ИСТОЧНИК:
▼

Ключевые слова: «места памяти», «вторичная история», художественный дискурс, лингвистический поворот
ВВЕДЕНИЕ
Концепция «мест памяти» была предложена Пьером Нора в качестве нового подхода к формированию национальной идентичности в 80-е годы XX века, когда из-за ущерба, нанесенного образу нации, во второй половине ХХ века перестала, по его мнению, работать традиционная историческая модель [Nora 1984: XVIII]. Излагая свою концепцию «истории-памяти», Нора упоминает о том, что память может материализоваться в двух формах: в форме истории и в литературной форме, которые традиционно существовали параллельно, но отдельно одна от другой [Nora 1984: XLII]. Отталкиваясь от этого утверждения Нора, можно предположить, что литературный дискурс может стать par excellence источником для реконструкции «мест памяти» в национальной истории.
В данной статье для реконструкции «мест памяти» были выбраны два произведения XIX века: поэтический цикл В. Гюго «Легенда веков» (1883) и роман М. Барреса "Les Déracinés'" (1897). Название романа можно было бы перевести как «Лишенные корней», поскольку речь в нем идет о поколении, для которого утрата корней — связей с семей и родной землей — грозит утратой всех жизненных ориентиров.
ЗНАКОВЫЙ ХАРАКТЕР «МЕСТ ПАМЯТИ»
Принцип старой модели, состоявший, согласно Нора, в том, чтобы выбирать из прошлого только факты, объяснявшие развитие нации, оказался бессилен одновременно перед лицом прошлого, настоящего и будущего [Nora 1984: XVI]. Старая модель предписывала, какие события прошлого необходимо сохранить для будущего. Нора утверждал, что необходимо создать символическую историю, которая отвечала бы лучше, чем классическая история, гражданским потребностям настоящего. Ее создание, по мнению Нора, требовало разорвать повествовательную непрерывность национального мифа, утвердившегося в национальной истории со времен Ш-й Республики.
В «новой истории» или «истории-памяти», по мысли Нора, должны звучать голоса тех, кто раньше не был слышен за официальными речами, создававшими национальный миф. Новая история мыслилась Нора как «вторичная история» (histoire au second degré), созданная из рассказов-воспоминаний [Nora 1984: XLII]. Поскольку потеряла свое значение институциональная память, долг памяти становится отныне долгом рассказчика, который создает «вторичную историю». Таким образом, значимыми становятся не сами рассказываемые события, а неизбежно происходящие с увеличением временной перспективы изменения в их восприятии и оценке, которые позволяют поставить под сомнение незыблемость национальной исторической традиции.

▲

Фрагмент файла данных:
▼

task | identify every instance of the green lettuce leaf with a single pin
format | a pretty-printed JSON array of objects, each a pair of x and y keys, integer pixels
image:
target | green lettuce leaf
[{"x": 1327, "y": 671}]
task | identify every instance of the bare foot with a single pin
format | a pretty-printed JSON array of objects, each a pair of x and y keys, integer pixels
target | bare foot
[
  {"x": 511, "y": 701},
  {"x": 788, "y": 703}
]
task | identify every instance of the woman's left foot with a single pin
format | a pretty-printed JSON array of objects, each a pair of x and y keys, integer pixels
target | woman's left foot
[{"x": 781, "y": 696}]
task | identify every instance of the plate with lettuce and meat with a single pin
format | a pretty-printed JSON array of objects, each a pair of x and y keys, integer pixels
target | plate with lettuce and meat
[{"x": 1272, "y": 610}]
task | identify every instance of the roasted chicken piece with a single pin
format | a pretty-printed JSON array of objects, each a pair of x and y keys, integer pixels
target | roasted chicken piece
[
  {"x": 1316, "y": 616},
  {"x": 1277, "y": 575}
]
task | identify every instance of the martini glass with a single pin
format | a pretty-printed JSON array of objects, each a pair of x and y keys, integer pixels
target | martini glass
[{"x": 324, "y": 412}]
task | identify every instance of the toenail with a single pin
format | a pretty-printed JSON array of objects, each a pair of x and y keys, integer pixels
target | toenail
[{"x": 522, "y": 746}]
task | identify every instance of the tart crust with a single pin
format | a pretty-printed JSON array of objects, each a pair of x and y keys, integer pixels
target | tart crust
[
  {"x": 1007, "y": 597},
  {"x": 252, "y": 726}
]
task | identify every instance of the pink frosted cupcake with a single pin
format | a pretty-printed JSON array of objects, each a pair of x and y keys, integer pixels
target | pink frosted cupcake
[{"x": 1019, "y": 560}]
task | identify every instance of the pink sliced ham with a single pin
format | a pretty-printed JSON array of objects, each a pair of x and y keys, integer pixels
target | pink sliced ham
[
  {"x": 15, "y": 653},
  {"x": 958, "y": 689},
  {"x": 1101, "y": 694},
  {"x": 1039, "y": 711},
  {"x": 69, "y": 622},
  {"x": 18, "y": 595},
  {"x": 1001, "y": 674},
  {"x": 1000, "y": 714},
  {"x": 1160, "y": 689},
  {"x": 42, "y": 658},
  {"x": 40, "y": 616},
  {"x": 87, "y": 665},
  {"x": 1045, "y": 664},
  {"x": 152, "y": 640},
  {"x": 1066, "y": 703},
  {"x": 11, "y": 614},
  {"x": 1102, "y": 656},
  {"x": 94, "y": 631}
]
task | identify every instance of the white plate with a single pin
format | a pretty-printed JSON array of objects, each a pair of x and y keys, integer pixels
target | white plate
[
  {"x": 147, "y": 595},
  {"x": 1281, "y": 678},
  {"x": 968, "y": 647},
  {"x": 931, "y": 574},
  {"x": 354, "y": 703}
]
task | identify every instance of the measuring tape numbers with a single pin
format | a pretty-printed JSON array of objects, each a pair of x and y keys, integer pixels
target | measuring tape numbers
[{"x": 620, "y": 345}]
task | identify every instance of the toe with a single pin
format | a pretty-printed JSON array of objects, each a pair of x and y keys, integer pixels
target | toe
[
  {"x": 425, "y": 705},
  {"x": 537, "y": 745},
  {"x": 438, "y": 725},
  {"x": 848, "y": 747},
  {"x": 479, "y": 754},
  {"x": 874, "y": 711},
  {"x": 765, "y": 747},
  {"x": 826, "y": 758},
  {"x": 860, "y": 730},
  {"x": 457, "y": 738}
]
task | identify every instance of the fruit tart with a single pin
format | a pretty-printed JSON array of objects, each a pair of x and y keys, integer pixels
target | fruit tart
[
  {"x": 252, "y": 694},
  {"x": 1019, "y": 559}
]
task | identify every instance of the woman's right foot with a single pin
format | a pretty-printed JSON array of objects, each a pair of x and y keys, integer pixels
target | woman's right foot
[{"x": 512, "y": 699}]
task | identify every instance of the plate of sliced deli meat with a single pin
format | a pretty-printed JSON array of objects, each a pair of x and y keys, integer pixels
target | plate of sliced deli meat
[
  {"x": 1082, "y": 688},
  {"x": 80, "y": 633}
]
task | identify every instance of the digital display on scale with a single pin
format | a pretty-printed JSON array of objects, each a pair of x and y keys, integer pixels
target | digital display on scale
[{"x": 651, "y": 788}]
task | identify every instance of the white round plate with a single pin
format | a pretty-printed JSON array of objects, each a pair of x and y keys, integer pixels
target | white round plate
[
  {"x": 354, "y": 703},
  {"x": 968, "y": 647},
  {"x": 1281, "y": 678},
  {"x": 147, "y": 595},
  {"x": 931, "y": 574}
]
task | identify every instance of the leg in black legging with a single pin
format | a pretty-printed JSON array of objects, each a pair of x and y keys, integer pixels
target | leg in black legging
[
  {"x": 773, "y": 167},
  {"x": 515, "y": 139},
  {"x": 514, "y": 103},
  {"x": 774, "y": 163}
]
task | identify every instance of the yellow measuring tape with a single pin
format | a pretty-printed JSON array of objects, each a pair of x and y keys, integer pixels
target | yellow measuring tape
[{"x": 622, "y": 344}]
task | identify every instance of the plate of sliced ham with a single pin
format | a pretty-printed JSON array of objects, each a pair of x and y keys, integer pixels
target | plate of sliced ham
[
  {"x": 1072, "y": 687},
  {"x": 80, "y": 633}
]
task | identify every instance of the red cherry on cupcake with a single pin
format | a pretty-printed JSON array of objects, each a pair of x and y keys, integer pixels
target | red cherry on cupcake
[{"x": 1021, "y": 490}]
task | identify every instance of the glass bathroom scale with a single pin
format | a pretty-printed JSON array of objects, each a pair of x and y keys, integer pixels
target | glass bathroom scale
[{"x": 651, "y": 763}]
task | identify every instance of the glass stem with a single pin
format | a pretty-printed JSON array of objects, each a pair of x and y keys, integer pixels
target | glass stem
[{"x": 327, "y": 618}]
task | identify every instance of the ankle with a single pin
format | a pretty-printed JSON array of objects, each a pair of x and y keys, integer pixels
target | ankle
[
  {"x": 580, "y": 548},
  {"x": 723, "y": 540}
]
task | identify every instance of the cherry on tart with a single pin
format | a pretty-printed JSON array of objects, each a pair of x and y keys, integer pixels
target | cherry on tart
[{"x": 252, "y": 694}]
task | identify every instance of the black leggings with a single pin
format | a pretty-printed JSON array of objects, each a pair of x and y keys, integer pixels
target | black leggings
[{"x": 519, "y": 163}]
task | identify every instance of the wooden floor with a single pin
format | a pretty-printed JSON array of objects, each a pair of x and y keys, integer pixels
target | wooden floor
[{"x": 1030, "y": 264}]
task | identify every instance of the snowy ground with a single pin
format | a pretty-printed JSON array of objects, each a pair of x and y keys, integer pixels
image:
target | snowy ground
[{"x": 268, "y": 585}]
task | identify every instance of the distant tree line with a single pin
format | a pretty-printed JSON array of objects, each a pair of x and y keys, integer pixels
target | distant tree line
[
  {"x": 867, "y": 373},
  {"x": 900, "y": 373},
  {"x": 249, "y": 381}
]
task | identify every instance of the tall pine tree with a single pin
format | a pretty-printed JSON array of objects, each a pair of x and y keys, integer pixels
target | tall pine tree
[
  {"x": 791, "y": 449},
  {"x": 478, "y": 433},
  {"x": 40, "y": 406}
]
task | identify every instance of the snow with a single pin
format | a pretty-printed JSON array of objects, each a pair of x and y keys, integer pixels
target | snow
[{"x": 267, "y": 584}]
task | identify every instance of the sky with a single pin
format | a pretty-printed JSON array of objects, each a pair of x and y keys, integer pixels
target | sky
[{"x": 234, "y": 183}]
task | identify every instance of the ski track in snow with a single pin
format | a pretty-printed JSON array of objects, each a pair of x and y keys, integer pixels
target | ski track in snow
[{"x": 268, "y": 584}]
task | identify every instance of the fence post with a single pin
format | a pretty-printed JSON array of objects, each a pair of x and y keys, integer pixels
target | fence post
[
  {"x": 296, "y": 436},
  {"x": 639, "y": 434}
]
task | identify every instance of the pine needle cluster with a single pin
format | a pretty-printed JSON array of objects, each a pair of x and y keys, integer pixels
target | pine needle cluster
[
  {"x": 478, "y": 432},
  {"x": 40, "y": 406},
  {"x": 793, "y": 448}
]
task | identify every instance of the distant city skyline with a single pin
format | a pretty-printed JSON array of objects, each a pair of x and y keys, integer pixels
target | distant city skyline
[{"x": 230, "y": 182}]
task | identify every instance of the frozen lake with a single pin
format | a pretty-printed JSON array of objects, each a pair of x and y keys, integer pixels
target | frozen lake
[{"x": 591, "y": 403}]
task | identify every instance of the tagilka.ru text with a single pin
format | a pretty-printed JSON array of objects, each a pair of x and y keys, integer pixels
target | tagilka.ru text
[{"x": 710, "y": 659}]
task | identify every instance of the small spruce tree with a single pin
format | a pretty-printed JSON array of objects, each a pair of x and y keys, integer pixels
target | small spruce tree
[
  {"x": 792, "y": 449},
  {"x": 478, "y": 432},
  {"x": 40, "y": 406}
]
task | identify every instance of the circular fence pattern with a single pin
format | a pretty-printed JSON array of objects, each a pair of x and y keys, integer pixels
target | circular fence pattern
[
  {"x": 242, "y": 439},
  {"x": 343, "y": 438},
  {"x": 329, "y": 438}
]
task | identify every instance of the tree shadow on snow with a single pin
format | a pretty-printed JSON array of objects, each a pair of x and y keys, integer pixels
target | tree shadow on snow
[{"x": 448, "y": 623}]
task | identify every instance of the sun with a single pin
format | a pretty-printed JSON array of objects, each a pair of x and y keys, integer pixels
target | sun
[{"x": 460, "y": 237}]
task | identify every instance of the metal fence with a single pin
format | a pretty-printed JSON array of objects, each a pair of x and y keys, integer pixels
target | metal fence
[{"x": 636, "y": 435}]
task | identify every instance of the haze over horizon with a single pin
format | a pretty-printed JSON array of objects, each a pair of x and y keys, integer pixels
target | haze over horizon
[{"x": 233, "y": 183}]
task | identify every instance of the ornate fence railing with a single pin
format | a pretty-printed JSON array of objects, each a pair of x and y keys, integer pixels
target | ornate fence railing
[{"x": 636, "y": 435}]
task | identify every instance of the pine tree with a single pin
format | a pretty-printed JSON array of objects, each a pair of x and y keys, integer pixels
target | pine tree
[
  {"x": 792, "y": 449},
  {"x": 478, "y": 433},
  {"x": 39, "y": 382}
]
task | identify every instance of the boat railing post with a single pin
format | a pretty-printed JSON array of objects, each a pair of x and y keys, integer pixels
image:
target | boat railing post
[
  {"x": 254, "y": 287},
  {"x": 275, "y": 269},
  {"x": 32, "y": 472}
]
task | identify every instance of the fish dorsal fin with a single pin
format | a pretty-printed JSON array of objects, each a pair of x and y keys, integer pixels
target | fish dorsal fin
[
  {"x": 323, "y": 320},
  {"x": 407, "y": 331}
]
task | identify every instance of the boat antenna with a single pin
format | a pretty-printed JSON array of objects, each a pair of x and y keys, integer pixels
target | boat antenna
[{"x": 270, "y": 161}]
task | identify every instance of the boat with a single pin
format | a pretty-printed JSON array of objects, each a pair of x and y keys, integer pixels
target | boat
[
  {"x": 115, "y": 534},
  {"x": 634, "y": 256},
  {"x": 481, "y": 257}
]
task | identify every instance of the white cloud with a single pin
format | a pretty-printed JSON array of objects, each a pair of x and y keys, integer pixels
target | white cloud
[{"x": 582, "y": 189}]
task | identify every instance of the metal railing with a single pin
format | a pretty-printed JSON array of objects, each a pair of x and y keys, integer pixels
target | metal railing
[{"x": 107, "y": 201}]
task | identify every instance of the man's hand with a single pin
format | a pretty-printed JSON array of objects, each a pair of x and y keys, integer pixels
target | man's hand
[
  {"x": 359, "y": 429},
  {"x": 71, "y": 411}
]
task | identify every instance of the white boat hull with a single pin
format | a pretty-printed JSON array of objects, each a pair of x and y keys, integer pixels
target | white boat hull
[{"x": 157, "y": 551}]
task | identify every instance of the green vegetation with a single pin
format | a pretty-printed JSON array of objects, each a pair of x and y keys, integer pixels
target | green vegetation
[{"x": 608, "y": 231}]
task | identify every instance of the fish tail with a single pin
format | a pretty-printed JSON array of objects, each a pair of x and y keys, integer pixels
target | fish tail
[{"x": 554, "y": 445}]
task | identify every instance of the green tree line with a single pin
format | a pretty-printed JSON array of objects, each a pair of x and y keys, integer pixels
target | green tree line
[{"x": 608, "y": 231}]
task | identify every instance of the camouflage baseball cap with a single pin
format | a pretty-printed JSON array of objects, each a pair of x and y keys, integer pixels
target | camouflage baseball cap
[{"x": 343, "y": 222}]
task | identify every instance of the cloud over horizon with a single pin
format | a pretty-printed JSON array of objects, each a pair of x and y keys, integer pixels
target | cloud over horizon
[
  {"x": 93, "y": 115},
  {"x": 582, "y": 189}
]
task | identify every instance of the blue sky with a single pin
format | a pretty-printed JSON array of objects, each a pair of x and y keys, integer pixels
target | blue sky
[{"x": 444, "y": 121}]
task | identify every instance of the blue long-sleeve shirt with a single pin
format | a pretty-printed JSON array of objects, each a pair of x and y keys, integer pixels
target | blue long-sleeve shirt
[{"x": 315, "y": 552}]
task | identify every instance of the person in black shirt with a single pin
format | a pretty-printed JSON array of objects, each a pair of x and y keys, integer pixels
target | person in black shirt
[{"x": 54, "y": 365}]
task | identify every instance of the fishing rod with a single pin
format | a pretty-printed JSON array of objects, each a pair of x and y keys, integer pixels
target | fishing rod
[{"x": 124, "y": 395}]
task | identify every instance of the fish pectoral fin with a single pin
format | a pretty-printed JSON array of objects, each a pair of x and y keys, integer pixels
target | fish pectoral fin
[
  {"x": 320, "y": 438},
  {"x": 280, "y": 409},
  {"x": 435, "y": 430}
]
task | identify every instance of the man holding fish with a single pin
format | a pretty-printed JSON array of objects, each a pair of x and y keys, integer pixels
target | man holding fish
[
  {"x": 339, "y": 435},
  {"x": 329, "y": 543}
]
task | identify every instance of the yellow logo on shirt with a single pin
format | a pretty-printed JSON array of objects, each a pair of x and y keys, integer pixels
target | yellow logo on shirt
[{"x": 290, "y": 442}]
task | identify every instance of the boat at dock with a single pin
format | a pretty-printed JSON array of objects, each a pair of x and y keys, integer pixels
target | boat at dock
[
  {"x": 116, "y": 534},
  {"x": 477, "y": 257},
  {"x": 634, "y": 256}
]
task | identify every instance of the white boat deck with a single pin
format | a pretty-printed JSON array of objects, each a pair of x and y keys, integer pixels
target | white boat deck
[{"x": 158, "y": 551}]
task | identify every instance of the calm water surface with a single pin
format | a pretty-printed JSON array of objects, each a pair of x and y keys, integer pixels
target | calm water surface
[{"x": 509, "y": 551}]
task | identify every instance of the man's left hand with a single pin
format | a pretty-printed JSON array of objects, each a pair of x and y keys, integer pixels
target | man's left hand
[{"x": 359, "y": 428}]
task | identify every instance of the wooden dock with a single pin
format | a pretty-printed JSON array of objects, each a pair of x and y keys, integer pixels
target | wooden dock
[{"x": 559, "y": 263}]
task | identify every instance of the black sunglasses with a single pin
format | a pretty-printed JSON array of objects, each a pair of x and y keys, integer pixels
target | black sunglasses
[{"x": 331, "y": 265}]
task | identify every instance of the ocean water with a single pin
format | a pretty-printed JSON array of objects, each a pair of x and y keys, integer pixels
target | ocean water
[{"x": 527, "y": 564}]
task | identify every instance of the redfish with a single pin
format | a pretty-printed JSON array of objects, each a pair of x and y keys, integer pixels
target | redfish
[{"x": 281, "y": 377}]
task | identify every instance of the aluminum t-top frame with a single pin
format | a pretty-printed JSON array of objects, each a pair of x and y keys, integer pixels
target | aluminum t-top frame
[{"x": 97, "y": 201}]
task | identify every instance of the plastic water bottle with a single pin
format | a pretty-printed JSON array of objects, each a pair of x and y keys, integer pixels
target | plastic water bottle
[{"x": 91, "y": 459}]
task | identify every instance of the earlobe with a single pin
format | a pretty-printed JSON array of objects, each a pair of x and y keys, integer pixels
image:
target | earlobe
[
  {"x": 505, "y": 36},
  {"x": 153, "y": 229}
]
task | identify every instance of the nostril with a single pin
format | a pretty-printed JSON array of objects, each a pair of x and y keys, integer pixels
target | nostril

▲

Назовите два произведения XIX века, которые в статье о «местах памяти» выбраны для реконструкции «мест памяти». Записи не имеют отношения к статье о «местах памяти».

Поэтический цикл В. Гюго «Легенда веков» (1883) и роман М. Барреса «Les Déracinés» (1897).